THINGS TO DO ::
[a] Write out the portion of the passage on viewer-tracking cameras between "[0062] The local" and "the display (214).", inclusive.
[b] In the passage on viewer-tracking cameras, what may the processor do to the image acquisition rate when it finds nobody in the viewing area?
[c] Continue the passage on viewer-tracking cameras from its last sentence.

PASSAGE PROVIDED ::
This manual data can be fed to a training algorithm, giving rise to
two separate models, one trained on visible RGB spectrum, and the
other on the IR spectrum. The detection rate of each model against
the "ground truth" is then compared to select the model that
performs better. More details of this training are described below
with reference to FIG. 2B.
[0060] Synchronization of the two cameras (e.g., sensors 120 and
130 in FIG. 1) can also allow the local processor to double-check
the image processing. For example, the processor 150 can compare
the number of people identified in each image or remove errors
visible in one image and less visible or invisible in the other
image. If the results are in agreement with each other, the
processor 150 can record the results. If not, the processor 150 can
then detect possible errors in at least one of the images.
Alternatively, the processor 150 can generate an alert for a human
to intervene. The processor 150 can also generate a flag associated
with the data estimated from these two images, indicating that
there this data might be less reliable. In subsequent analysis,
this data may not be used at all, if images take shortly before or
after this pair of images at issue can provide reliable people
recognition.
[0061] In one example, the local device 105 uses the visible and IR
sensors 120 and 130 all the time to take image data. In another
example, the local device 105 can use only one of the sensors 120
or 130 to take image data. In yet another example, the local device
105 can use one sensor as a default sensor and use the other sensor
as a backup sensor. For example, the local device 105 can use the
RGB sensor 130 most of the time for image taking. However, if the
processor 150 has trouble satisfactorily analyzing the visible
images (e.g., the analysis is not as reliable as desired), the
processor 150 can turn on the IR sensor 120 as backup (or vice
versa). This may occur, for example, when the ambient light level
in the viewing area is low.
[0062] The local processor may also adjust the image acquisition
rate for the visible sensor, the IR sensor, or both based on the
number of people in viewing area, their positions in the viewing
area, and the identity of the video on the display (214).
Generally, the image acquisition for either or both sensors can be
substantially equal to or greater than about 15 frames per second
(fps) (e.g., about 15 fps, about 20 fps, about 30 fps, about 50 fps
or even greater, including any values and sub ranges in between).
At this image acquisition rate, the sensor can detect eye movements
well enough for the local processor to assess viewer engagement
(206).
[0063] The local processor may increase or decrease the image
acquisition rate based on the number of people in the viewing area
101. For example, if the processor determines that nobody is in the
viewing area 101, it may reduce the image acquisition rate to
reduce power and memory consumption. Likewise, if the processor
determines that the viewer(s) are not engaged with the video (e.g.,
because they appear to be sleeping), it may reduce the image
acquisition rate to conserve power, memory, or both. Conversely,
the processor may increase the image acquisition rate (e.g., to
greater than 15 fps) if the viewers appear to be shifting their
attention rapidly, if they are watching a fast-paced video (e.g., a
football game or action movie), if they are changing channels
rapidly (e.g., channel surfing), or if the content is changing
relatively rapidly (e.g., during a series of advertisements).

Dataset rows about where objects appear ::
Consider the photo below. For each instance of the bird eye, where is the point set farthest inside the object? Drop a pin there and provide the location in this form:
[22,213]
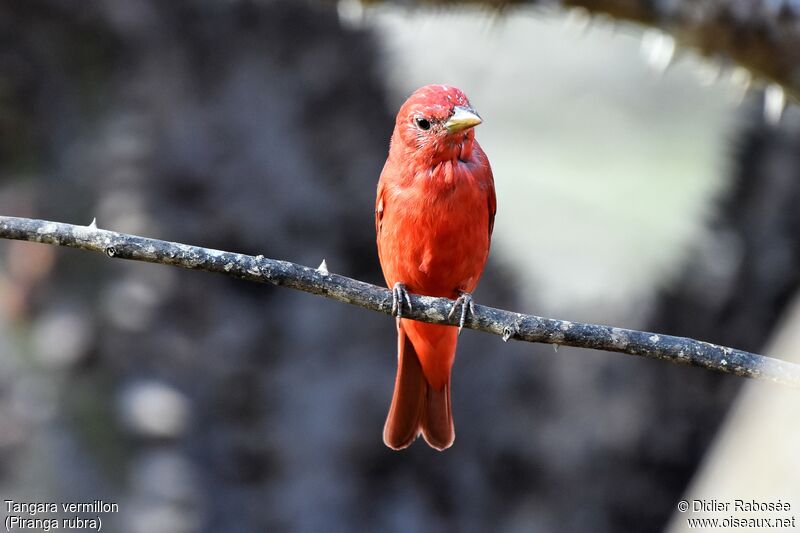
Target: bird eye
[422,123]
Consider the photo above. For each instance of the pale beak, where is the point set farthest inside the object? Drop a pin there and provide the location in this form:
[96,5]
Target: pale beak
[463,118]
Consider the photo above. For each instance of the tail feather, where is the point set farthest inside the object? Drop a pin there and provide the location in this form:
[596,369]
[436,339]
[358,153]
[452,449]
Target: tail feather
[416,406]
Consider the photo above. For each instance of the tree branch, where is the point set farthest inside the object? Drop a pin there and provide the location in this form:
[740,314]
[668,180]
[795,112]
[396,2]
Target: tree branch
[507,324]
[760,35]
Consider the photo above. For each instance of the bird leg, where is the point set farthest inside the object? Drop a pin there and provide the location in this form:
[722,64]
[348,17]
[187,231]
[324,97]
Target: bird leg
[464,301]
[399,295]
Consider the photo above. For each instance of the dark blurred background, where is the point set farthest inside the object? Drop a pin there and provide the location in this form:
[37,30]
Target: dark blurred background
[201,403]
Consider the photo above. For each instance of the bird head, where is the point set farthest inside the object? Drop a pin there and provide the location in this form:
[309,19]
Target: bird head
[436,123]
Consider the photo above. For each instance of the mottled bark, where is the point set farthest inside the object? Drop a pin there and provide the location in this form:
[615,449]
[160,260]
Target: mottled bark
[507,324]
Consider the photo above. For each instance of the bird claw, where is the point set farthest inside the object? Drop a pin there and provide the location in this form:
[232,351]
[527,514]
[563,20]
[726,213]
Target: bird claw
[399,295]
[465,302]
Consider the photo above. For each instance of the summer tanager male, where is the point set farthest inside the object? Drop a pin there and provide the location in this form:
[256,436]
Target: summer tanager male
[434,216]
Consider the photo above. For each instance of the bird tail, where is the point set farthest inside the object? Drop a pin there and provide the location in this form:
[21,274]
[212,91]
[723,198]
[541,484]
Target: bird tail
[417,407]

TASK RESPONSES ::
[a]
[0062] The local processor may also adjust the image acquisition
rate for the visible sensor, the IR sensor, or both based on the
number of people in viewing area, their positions in the viewing
area, and the identity of the video on the display (214).

[b] It may reduce the image acquisition rate to reduce power and memory consumption.

[c]
[0064] If the system includes both IR and visible image sensors,
the local processor may also vary the image acquisition based on
the lighting conditions or relative image quality. For instance, in
low light conditions, the local processor may acquire IR images at
a higher rate than visible images. Similarly, if the local
processor gets better results processing visible images than IR
images, it may acquire visible images at a higher rate than IR
images (or vice versa if the opposite is true).
[0065] The system also records samples of the video's soundtrack
with the microphone 140 (220). Generally, the audio data
acquisition rate or audio sampling rate is lower the image
acquisition rate. For instance, the microphone acquires audio
samples at a rate of once every 30 seconds. In each acquisition,
the microphone 140 records an audio sample having a finite duration
so as to allow identification of the video associated with the
audio sample. The duration of the audio sample can be substantially
equal to or greater than 5 seconds (e.g., about 5 seconds, about 6
seconds, about 8 seconds, about 10 seconds, about 20 seconds, or
about 30 seconds, including any values and sub ranges in
between).
[0066] The local processor uses the audio samples recorded by the
microphone 140 to identify the video being played on the display
(222). For example, the processor 150 can create a fingerprint of
the audio data and use the fingerprint to query a third-party
application programming interface (API), which responds to the
query with an identification of the video associated with the audio
data. In another example, the processor 150 can compare the
fingerprint against a local table or memory to determine the
identity of the video.
[0067] As mentioned above, using samples of the video soundtrack to
identify the video offers several advantages over the digital
watermarks used by conventional TV survey devices to identify
videos. It does not require inserting digital watermarks into the
video, which eliminates the need to coordinate with content
producers and providers. This simplifies content production and
distribution and makes it possible to identify and assess a wider
range of video content, including producers and distributors who
cannot or will not provide digital watermarks. And it eliminates
the need to connect the local device to the cable or set-top
box.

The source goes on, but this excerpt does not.